* _OBJECTIF A_
Relevez tous les stupéfiants découverts lors de la perquisition décrite dans le texte extrait, en indiquant la quantité de chacun.
* _OBJECTIF B_
Citez fidèlement le passage du texte extrait qui s'ouvre sur les mots contenant "2) M. A______ a déposé" et se clôt sur "canton de Genève.".
* _OBJECTIF C_
Présentez sous forme de liste le paragraphe du texte extrait qui débute par « Le 26 mai 2020 », en conservant ses faits essentiels.

* _TEXTE EXTRAIT_
2) M. A______ a déposé une demande d'asile le 21 mai 2013, rejetée par décision du 28 juillet 2017 du Secrétariat d'État aux migrations (ci-après: SEM), qui a prononcé son renvoi. Cette décision est entrée en force le 4 septembre 2017. La prise en charge de l'intéressé et l'exécution de son renvoi ont été confiées au canton de Genève.

3) Le 26 mai 2020, M. A______ a été arrêté par les service de police au Cimetière des Rois, à Genève, alors qu'il sortait de la résidence sise rue D______, appartement 1______, à Genève. La perquisition dudit appartement a mis en évidence la découverte de 135,5 grammes de haschich, 2,3 grammes de cocaïne, 6,8 grammes de marijuana ainsi qu'un passeport tunisien au nom de A______.

* _LIGNES DE DONNÉES_
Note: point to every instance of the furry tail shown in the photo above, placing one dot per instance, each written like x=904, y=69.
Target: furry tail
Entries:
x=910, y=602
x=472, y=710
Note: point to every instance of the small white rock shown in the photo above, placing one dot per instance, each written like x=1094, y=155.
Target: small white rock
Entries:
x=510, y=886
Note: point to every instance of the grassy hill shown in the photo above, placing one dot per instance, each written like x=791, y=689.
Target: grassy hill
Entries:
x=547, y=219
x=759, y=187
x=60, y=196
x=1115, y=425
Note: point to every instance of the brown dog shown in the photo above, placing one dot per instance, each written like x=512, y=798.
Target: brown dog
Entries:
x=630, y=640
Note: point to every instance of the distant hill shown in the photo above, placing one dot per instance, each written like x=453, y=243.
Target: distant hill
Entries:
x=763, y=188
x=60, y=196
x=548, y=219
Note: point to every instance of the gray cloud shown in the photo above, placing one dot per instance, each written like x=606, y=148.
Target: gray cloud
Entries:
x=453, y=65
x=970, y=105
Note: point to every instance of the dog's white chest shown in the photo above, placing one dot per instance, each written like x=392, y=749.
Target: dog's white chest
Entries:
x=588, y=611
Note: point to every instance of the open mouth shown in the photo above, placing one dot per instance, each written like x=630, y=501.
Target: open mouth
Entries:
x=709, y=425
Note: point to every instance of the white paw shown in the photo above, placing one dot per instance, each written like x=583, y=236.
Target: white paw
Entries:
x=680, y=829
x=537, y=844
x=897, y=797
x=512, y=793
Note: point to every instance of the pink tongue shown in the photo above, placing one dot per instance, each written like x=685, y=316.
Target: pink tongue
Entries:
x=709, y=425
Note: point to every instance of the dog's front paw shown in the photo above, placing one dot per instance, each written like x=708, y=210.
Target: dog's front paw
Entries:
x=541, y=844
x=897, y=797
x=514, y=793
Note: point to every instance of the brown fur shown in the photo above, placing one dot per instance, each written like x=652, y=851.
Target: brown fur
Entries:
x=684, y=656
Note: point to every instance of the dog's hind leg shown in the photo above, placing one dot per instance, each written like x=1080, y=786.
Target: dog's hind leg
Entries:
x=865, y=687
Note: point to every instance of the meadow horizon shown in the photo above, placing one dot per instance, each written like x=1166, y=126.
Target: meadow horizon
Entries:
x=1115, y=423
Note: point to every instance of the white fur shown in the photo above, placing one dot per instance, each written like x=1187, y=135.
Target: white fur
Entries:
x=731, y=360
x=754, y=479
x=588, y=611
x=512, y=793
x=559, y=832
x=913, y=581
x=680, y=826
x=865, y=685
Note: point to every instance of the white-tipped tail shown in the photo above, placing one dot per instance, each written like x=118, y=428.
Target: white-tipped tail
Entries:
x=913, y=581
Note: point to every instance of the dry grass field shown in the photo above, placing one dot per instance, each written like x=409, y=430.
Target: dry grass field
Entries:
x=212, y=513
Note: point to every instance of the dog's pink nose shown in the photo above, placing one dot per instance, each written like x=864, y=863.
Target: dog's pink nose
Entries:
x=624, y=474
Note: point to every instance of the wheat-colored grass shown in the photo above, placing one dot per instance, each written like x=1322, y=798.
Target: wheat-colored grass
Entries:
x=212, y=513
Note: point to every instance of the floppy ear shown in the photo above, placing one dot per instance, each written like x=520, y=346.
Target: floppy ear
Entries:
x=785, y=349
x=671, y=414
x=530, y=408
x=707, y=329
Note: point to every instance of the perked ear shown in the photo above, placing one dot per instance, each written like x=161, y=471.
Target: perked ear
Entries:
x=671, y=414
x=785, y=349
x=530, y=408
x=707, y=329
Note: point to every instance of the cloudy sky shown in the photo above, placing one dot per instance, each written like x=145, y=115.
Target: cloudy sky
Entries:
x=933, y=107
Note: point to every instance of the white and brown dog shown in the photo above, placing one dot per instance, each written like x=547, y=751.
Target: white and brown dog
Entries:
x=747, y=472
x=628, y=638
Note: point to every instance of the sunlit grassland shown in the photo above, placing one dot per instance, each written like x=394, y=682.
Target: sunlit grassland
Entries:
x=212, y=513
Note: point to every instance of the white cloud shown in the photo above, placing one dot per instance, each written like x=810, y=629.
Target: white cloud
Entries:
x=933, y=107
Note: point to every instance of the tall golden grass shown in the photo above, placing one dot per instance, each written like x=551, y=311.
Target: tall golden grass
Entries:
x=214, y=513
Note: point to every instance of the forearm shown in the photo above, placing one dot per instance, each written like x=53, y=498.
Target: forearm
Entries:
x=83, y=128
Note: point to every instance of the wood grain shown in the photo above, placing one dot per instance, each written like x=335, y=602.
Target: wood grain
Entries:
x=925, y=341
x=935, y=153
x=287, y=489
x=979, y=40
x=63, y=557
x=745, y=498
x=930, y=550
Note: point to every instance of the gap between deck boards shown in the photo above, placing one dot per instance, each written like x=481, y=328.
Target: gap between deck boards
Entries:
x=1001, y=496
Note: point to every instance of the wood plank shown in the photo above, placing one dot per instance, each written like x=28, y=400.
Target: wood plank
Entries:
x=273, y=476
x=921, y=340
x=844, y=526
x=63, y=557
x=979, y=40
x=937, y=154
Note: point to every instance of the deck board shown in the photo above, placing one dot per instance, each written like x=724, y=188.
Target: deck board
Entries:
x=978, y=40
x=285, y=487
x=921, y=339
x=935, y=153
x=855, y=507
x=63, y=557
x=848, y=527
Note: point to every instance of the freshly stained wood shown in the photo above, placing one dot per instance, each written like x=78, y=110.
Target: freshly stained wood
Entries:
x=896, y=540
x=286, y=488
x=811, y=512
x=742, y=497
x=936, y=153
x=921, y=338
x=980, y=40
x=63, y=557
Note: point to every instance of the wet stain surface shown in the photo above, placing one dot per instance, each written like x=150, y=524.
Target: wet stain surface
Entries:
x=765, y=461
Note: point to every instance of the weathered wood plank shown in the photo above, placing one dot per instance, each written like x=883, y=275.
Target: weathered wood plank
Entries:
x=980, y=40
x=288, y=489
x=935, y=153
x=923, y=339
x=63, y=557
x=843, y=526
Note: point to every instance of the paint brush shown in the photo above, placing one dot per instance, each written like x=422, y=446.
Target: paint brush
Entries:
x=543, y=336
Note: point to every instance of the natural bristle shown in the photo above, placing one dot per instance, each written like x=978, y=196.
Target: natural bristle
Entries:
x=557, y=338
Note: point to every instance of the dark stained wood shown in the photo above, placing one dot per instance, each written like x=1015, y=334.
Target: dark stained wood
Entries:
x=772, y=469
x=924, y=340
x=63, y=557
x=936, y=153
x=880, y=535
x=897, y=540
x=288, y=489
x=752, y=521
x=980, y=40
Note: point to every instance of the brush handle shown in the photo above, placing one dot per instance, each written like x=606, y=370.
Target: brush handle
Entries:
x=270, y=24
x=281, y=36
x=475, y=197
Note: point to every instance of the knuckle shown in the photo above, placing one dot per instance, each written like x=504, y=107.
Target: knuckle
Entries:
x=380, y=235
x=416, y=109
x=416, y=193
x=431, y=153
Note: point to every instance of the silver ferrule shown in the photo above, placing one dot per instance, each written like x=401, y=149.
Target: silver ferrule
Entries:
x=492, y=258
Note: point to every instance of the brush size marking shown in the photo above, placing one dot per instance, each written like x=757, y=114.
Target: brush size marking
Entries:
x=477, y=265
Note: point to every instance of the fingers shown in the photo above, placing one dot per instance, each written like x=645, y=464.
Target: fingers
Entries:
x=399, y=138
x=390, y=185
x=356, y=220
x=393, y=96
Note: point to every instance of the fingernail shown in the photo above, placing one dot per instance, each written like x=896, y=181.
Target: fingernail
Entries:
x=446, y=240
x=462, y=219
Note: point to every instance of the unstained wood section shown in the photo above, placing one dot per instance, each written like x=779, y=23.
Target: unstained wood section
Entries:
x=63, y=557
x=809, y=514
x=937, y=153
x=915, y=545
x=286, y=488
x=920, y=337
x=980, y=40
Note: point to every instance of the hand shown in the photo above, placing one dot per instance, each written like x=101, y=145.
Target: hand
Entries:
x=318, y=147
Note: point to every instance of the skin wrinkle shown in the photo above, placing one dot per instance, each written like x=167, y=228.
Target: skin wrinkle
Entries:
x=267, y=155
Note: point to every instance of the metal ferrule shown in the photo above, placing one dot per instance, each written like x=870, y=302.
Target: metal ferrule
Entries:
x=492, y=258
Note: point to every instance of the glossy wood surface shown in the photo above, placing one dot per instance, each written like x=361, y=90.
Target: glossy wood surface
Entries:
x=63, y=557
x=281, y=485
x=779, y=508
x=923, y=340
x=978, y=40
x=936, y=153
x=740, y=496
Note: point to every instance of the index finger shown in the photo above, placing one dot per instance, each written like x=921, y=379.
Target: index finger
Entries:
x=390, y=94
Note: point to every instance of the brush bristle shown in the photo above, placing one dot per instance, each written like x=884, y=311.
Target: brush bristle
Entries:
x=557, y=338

* _RÉPONSE ATTENDUE A_
- 135,5 grammes de haschich
- 2,3 grammes de cocaïne
- 6,8 grammes de marijuana

* _RÉPONSE ATTENDUE B_
2) M. A______ a déposé une demande d'asile le 21 mai 2013, rejetée par décision du 28 juillet 2017 du Secrétariat d'État aux migrations (ci-après: SEM), qui a prononcé son renvoi. Cette décision est entrée en force le 4 septembre 2017. La prise en charge de l'intéressé et l'exécution de son renvoi ont été confiées au canton de Genève.

* _RÉPONSE ATTENDUE C_
- Date : 26 mai 2020
- Arrestation de M. A______ par la police au Cimetière des Rois, à Genève, à sa sortie de la résidence située rue D______, appartement 1______, à Genève
- Découvertes lors de la perquisition de cet appartement : 135,5 grammes de haschich, 2,3 grammes de cocaïne, 6,8 grammes de marijuana et un passeport tunisien au nom de A______